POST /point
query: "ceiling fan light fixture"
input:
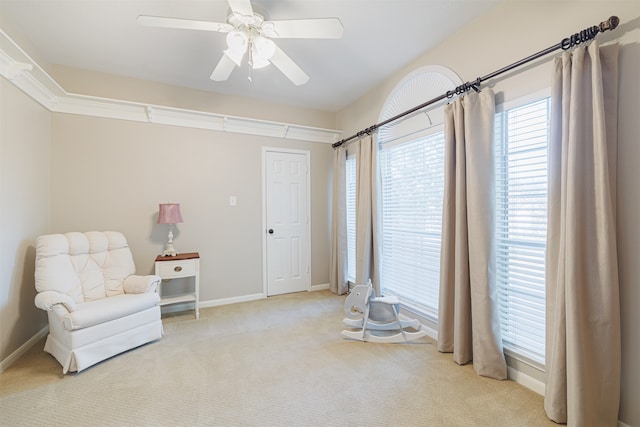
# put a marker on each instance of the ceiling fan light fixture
(237, 42)
(262, 49)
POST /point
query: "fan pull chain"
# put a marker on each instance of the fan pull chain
(250, 62)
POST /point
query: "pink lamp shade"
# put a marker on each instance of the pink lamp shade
(169, 213)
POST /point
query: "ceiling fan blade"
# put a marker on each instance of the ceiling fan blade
(321, 28)
(288, 67)
(223, 69)
(243, 7)
(183, 24)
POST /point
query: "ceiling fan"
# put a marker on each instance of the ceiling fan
(248, 32)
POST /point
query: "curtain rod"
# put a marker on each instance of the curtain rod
(566, 43)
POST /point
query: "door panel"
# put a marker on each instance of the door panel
(287, 222)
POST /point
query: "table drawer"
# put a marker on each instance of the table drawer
(172, 269)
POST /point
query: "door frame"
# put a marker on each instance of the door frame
(307, 154)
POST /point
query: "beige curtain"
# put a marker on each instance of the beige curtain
(338, 262)
(468, 314)
(366, 242)
(583, 307)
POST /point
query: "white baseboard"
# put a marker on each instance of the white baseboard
(4, 365)
(319, 287)
(252, 297)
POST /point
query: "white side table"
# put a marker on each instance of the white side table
(174, 267)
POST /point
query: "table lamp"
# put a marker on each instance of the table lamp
(169, 214)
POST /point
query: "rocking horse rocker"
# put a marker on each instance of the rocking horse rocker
(377, 319)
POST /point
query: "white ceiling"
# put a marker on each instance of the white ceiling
(380, 36)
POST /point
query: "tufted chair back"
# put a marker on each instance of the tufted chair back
(85, 266)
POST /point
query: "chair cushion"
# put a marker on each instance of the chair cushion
(103, 310)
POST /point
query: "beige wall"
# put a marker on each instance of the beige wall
(24, 212)
(92, 83)
(111, 174)
(509, 33)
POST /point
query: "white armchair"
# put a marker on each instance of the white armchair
(97, 306)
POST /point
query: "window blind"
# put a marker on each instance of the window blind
(412, 175)
(522, 136)
(351, 217)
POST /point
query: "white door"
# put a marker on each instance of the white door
(286, 221)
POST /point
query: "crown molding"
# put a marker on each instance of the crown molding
(21, 70)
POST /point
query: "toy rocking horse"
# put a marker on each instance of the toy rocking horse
(377, 319)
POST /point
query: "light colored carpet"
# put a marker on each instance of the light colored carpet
(274, 362)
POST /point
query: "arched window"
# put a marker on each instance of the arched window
(411, 165)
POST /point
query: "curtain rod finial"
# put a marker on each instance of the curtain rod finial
(610, 24)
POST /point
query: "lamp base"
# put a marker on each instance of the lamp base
(170, 251)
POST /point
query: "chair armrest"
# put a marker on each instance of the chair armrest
(135, 284)
(45, 300)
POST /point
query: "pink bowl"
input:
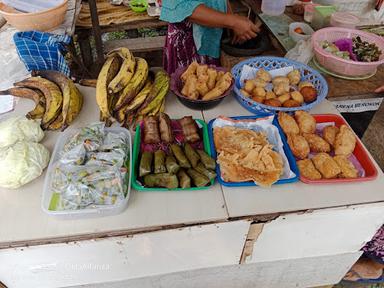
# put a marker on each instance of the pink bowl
(339, 65)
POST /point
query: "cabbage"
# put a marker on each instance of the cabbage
(19, 128)
(22, 163)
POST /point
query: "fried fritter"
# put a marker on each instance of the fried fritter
(326, 165)
(306, 122)
(298, 145)
(308, 170)
(346, 166)
(288, 123)
(329, 134)
(345, 141)
(316, 143)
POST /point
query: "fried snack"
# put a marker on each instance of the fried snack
(306, 122)
(280, 79)
(190, 88)
(264, 75)
(316, 143)
(291, 103)
(245, 93)
(294, 77)
(212, 74)
(326, 165)
(305, 84)
(288, 124)
(258, 91)
(299, 146)
(329, 134)
(191, 70)
(284, 97)
(345, 141)
(272, 102)
(249, 85)
(309, 94)
(270, 95)
(281, 88)
(346, 166)
(296, 95)
(308, 170)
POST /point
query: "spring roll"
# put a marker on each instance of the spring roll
(180, 156)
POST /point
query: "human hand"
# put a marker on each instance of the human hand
(380, 89)
(243, 29)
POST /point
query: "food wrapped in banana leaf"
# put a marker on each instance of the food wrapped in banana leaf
(184, 180)
(165, 128)
(164, 180)
(191, 154)
(151, 130)
(190, 129)
(206, 172)
(208, 161)
(171, 164)
(180, 156)
(159, 162)
(198, 179)
(145, 167)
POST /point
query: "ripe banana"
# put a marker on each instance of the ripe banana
(35, 95)
(134, 86)
(161, 80)
(103, 98)
(52, 94)
(125, 74)
(72, 98)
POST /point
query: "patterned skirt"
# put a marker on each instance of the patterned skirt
(180, 49)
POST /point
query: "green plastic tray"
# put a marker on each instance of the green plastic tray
(136, 151)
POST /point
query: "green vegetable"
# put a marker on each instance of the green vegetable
(164, 180)
(160, 162)
(145, 164)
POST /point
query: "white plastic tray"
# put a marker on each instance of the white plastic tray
(88, 212)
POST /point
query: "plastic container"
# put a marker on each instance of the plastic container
(360, 153)
(339, 65)
(42, 21)
(273, 7)
(105, 210)
(296, 36)
(322, 16)
(344, 20)
(287, 151)
(269, 63)
(136, 152)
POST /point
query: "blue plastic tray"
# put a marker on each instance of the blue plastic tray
(287, 151)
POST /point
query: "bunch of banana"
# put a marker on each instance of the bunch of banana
(57, 99)
(126, 90)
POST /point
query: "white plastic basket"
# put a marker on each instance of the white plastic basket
(102, 210)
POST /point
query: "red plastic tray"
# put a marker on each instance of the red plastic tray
(360, 153)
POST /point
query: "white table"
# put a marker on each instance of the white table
(191, 239)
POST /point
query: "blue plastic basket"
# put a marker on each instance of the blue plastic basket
(271, 63)
(287, 151)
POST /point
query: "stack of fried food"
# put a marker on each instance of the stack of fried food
(203, 83)
(57, 100)
(127, 91)
(286, 91)
(246, 155)
(331, 149)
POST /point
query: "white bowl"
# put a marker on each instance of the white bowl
(296, 36)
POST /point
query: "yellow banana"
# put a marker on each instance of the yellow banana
(125, 74)
(35, 95)
(72, 98)
(134, 86)
(52, 94)
(107, 73)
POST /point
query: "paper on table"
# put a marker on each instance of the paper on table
(261, 125)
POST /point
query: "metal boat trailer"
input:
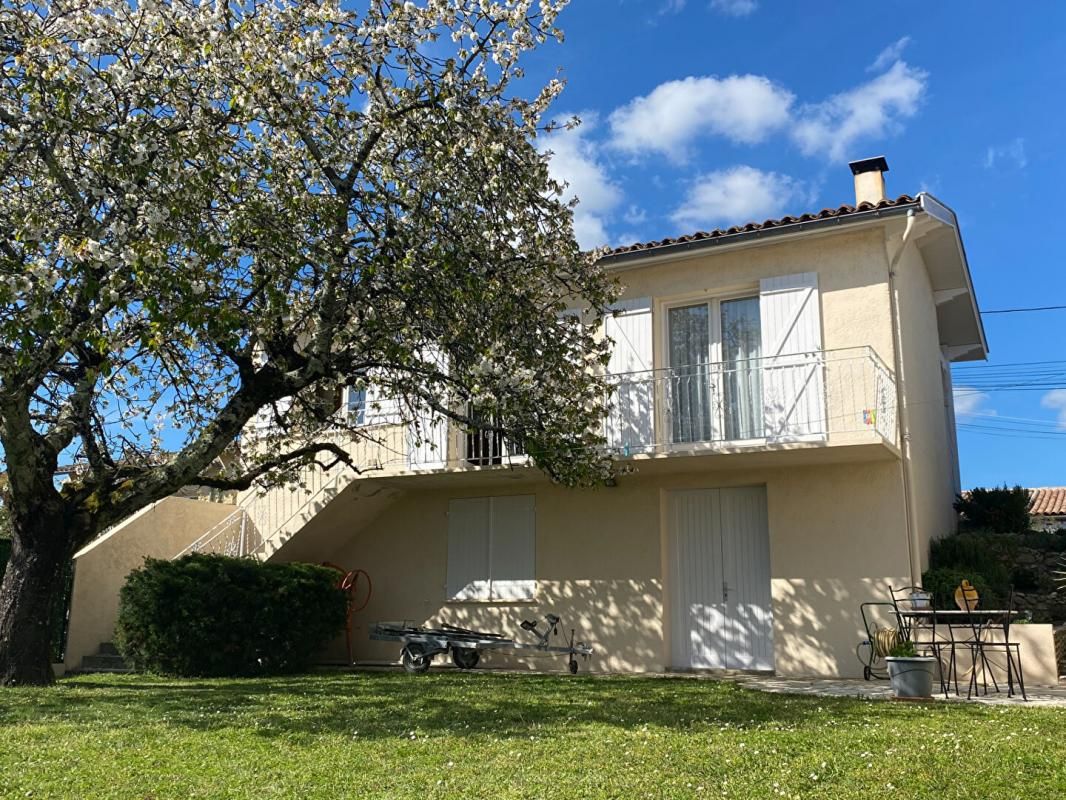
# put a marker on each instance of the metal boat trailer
(421, 644)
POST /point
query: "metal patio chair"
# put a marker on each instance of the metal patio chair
(917, 619)
(981, 645)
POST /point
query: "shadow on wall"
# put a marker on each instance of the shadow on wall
(818, 623)
(622, 620)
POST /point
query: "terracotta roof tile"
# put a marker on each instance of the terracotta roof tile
(825, 213)
(1048, 501)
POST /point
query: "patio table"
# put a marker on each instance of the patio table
(956, 619)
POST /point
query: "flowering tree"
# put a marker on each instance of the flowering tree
(213, 208)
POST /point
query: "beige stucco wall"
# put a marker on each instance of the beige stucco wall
(1037, 648)
(100, 569)
(933, 450)
(600, 554)
(852, 273)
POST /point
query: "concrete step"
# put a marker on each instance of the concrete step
(106, 660)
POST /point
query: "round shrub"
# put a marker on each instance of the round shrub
(215, 616)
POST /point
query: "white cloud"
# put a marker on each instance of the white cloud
(738, 194)
(576, 161)
(742, 108)
(889, 56)
(1056, 400)
(672, 6)
(635, 216)
(1013, 154)
(874, 109)
(735, 8)
(969, 402)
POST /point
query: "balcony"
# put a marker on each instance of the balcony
(823, 397)
(835, 397)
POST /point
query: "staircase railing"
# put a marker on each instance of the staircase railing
(251, 527)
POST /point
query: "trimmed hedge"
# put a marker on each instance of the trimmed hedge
(216, 616)
(1001, 510)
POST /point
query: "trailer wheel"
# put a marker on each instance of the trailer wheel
(415, 660)
(465, 658)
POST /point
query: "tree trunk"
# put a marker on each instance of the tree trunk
(32, 585)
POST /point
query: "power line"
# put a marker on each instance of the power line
(1026, 310)
(1003, 366)
(991, 417)
(1008, 434)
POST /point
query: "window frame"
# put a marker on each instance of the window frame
(490, 595)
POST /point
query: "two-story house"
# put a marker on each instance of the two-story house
(781, 416)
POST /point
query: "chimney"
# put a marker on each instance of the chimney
(869, 179)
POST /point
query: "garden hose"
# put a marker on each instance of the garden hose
(883, 641)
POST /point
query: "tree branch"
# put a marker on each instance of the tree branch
(244, 481)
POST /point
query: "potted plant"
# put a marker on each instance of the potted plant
(911, 674)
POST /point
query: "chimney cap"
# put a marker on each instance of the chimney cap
(877, 163)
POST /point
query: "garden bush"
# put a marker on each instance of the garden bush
(1001, 510)
(215, 616)
(942, 581)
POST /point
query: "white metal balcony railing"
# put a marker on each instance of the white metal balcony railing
(805, 397)
(802, 397)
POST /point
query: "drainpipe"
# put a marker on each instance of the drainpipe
(903, 412)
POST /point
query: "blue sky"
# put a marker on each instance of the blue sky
(699, 113)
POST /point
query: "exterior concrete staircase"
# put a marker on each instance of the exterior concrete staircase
(287, 524)
(107, 659)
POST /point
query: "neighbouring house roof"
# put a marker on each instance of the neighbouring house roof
(1047, 501)
(750, 227)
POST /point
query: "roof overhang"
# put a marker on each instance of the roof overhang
(958, 317)
(779, 232)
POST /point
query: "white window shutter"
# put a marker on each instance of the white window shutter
(468, 549)
(793, 360)
(382, 408)
(513, 548)
(630, 426)
(427, 433)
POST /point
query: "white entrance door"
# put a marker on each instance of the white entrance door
(721, 603)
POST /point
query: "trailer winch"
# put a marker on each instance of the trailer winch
(420, 644)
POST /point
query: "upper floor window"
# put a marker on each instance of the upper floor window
(356, 405)
(715, 376)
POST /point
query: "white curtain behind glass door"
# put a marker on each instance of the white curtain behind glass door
(689, 385)
(742, 374)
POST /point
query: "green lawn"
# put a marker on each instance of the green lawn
(480, 735)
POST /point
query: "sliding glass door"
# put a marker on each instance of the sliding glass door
(741, 368)
(690, 385)
(714, 388)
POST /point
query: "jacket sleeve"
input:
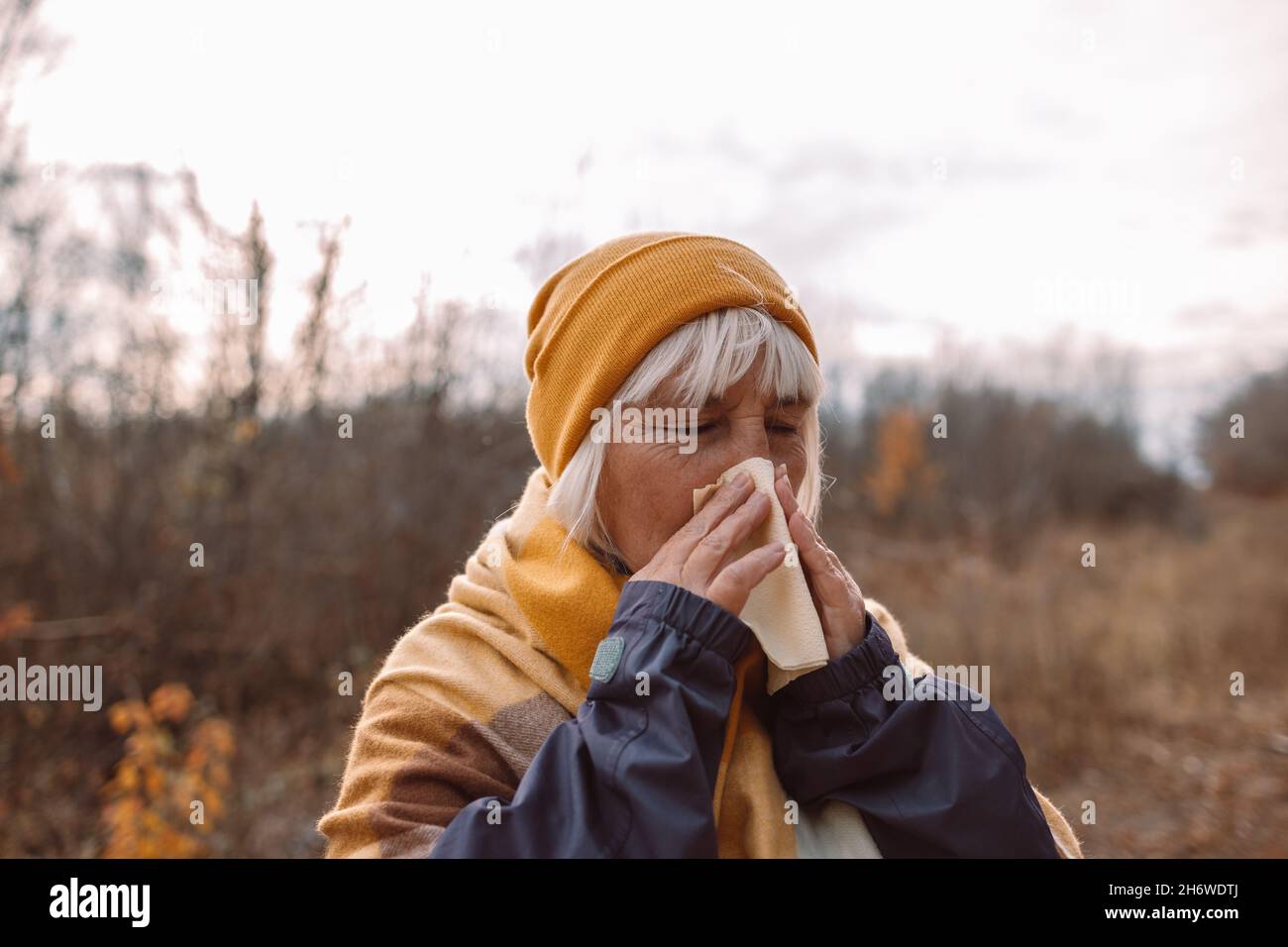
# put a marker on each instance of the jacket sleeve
(634, 772)
(931, 777)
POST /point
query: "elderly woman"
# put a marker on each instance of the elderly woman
(590, 688)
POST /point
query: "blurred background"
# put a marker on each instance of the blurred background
(1063, 226)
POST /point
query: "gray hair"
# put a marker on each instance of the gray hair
(706, 356)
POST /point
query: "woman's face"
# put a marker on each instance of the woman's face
(645, 489)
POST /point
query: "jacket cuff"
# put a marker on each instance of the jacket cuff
(859, 667)
(684, 612)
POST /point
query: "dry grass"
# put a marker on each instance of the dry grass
(1116, 680)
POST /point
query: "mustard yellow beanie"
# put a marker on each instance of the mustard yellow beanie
(595, 318)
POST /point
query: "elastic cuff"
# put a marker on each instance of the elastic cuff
(684, 612)
(842, 676)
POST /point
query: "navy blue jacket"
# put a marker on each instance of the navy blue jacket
(634, 775)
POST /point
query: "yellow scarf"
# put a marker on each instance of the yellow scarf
(467, 697)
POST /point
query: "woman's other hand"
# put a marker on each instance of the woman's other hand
(837, 598)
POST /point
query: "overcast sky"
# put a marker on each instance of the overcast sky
(995, 171)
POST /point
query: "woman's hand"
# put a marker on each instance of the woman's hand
(699, 556)
(836, 595)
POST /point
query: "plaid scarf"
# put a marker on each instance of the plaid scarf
(468, 696)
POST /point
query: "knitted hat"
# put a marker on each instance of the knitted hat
(600, 315)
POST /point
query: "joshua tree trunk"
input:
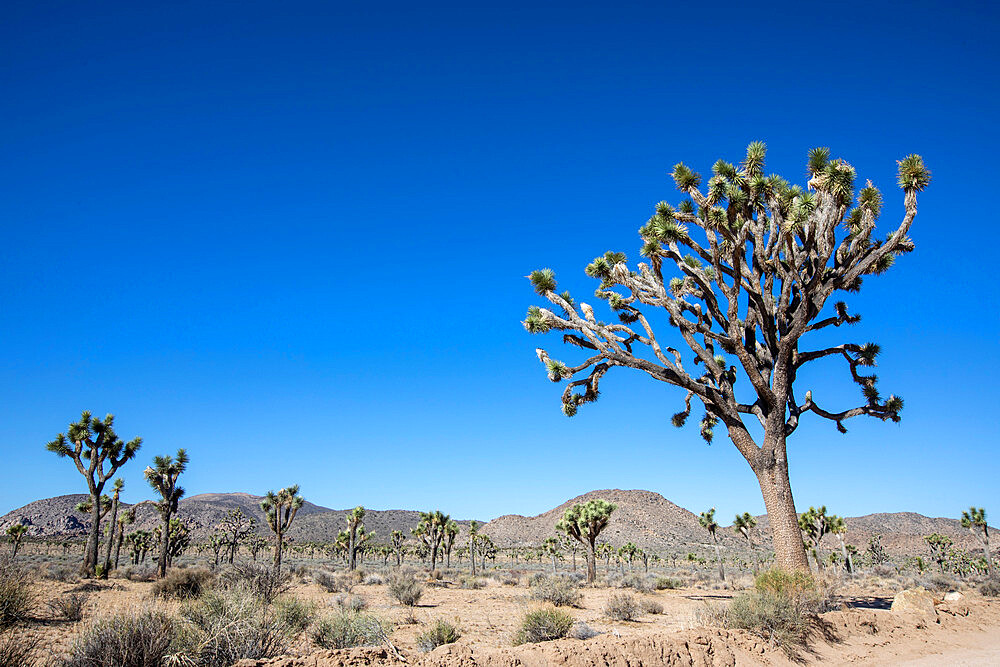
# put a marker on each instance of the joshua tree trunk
(164, 545)
(111, 535)
(771, 468)
(90, 555)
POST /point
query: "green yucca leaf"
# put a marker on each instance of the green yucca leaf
(818, 157)
(685, 178)
(913, 174)
(543, 280)
(692, 261)
(868, 354)
(534, 321)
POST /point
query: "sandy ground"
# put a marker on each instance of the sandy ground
(865, 632)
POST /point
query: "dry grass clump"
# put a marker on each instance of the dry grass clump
(622, 607)
(542, 625)
(183, 584)
(294, 613)
(780, 608)
(136, 638)
(261, 582)
(17, 598)
(232, 625)
(405, 589)
(348, 629)
(68, 607)
(559, 591)
(350, 602)
(440, 633)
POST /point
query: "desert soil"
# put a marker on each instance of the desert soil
(864, 632)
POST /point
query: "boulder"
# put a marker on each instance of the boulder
(914, 601)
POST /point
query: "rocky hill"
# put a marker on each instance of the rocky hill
(643, 517)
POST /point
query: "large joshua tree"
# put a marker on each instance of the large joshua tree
(162, 476)
(280, 509)
(975, 521)
(754, 262)
(584, 522)
(98, 453)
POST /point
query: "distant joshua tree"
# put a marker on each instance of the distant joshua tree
(939, 545)
(355, 520)
(280, 509)
(740, 273)
(98, 453)
(16, 534)
(450, 533)
(742, 525)
(431, 531)
(162, 476)
(584, 522)
(975, 521)
(707, 521)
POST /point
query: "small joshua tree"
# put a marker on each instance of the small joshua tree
(473, 539)
(975, 521)
(755, 260)
(550, 547)
(742, 525)
(396, 540)
(431, 530)
(162, 476)
(450, 533)
(116, 490)
(939, 545)
(280, 509)
(707, 521)
(16, 534)
(98, 453)
(236, 527)
(355, 520)
(584, 522)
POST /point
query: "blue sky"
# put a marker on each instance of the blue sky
(293, 240)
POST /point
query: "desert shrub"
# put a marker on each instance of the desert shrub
(350, 602)
(405, 589)
(555, 590)
(68, 607)
(17, 650)
(779, 609)
(348, 629)
(182, 584)
(17, 598)
(666, 583)
(542, 625)
(471, 583)
(294, 613)
(440, 633)
(234, 624)
(140, 573)
(990, 588)
(650, 606)
(261, 582)
(333, 582)
(134, 638)
(622, 607)
(581, 630)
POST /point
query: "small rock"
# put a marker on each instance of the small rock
(914, 601)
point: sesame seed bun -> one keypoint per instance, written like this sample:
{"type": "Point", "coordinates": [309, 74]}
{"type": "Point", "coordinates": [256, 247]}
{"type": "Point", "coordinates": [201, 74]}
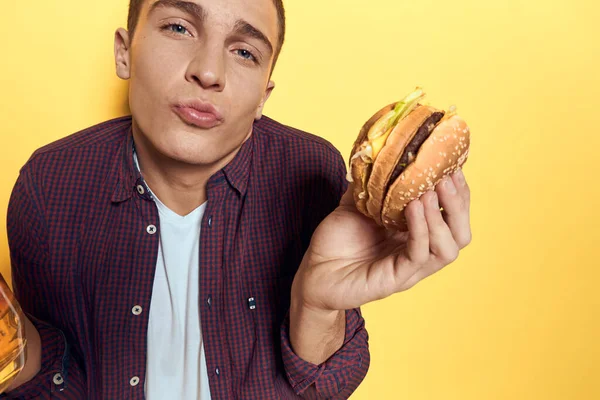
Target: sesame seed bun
{"type": "Point", "coordinates": [389, 157]}
{"type": "Point", "coordinates": [383, 187]}
{"type": "Point", "coordinates": [443, 153]}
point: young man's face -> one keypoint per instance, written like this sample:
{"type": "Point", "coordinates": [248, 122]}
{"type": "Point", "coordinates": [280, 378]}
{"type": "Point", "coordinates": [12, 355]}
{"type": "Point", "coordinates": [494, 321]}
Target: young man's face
{"type": "Point", "coordinates": [199, 74]}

WORK INSTRUCTIONS: Repeat verbatim the range of lines that opens at the line containing "point: sesame seed" and closes at the last line of the entries, excluding all pictures.

RIGHT ANSWER:
point: sesame seed bun -> one keypoint per instance, written like this sample:
{"type": "Point", "coordinates": [309, 74]}
{"type": "Point", "coordinates": [256, 247]}
{"type": "Point", "coordinates": [201, 74]}
Target: sesame seed bun
{"type": "Point", "coordinates": [389, 157]}
{"type": "Point", "coordinates": [383, 187]}
{"type": "Point", "coordinates": [443, 153]}
point: young man's face -> one keypoint per instance, written like this sample:
{"type": "Point", "coordinates": [248, 122]}
{"type": "Point", "coordinates": [280, 378]}
{"type": "Point", "coordinates": [12, 355]}
{"type": "Point", "coordinates": [494, 321]}
Target: young man's face
{"type": "Point", "coordinates": [199, 74]}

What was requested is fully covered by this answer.